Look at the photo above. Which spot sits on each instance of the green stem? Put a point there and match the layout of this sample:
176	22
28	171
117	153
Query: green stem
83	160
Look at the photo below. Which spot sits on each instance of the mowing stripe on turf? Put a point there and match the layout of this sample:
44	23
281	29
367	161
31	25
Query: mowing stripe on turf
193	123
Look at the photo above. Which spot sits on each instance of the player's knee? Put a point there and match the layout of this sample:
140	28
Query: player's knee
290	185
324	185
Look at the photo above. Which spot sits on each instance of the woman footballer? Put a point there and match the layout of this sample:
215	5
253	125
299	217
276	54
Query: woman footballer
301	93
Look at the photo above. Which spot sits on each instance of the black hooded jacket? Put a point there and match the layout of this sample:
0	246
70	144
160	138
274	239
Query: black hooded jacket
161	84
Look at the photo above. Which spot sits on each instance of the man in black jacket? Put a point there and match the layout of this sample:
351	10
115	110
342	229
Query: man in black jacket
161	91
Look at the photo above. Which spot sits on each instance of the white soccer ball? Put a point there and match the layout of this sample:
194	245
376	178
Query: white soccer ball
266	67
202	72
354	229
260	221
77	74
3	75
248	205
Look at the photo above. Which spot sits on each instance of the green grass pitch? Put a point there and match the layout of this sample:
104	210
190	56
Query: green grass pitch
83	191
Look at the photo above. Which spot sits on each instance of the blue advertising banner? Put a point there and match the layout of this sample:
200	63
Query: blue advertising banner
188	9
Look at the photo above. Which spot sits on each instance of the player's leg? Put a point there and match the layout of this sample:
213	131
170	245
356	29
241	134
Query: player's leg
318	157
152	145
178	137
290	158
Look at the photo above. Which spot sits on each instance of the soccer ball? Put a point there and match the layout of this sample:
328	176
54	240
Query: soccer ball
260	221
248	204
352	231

--

• YOUR OBJECTIVE: Copy out each entry exactly, leaving nothing out.

• EXERCISE RESPONSE:
Look at the photo above. Which spot sits on each instance of the green stem? Put a point there and match the layout of this sample:
176	22
28	171
117	153
Query: green stem
83	160
Look at the photo below. Which spot sits on each instance of the mowing stripe on turf? Put a point there and match the layout of this sample:
44	23
281	29
367	161
31	25
Query: mowing stripe on turf
193	123
Look at the photo above. Which spot sits on each instance of the player's knee? Put a point there and match the layout of this sample:
140	28
Query: player's knee
290	185
324	185
Look at the photo above. Which spot sits on each instance of the woman footballer? Put a point there and match the layout of this sample:
215	5
253	125
299	217
276	54
Query: woman footballer
301	93
Look at the photo above. Which spot sits on each instance of the black hooded jacket? Put a point there and match the layout of this sample:
0	246
70	144
160	138
274	239
Query: black hooded jacket
161	84
Look at the photo above. Which spot sits on each instance of the man in black jacket? Put a point there and match the layout of this sample:
351	10
115	110
342	229
Query: man in black jacket
161	91
Look at the photo above. Which spot sits on each instance of the white soccer ball? Put a point there and match the layout of this sample:
194	245
376	178
Query: white soccer ball
266	67
202	72
354	229
260	221
77	74
3	75
248	205
Look at the photo above. Which spot sits on each instance of the green grass pitch? Put a point there and match the layout of this sample:
104	210
190	56
Query: green grass pitch
83	191
Look at the photo above. Which spot sits on each instance of the blue advertising banner? Put a point there and match the layout of this sample:
200	63
Query: blue advertising banner
188	9
Look at the photo above. Which spot sits on each instance of the player's leg? Put a point there and match the layout of this sample:
213	131
170	245
356	29
241	134
Query: player's leg
318	157
152	145
178	137
290	158
Look at the photo above. Which spot sits on each instance of the soccer ball? Put a point there and match the layout of this sample:
328	176
54	240
Query: soccer ball
260	221
248	204
352	231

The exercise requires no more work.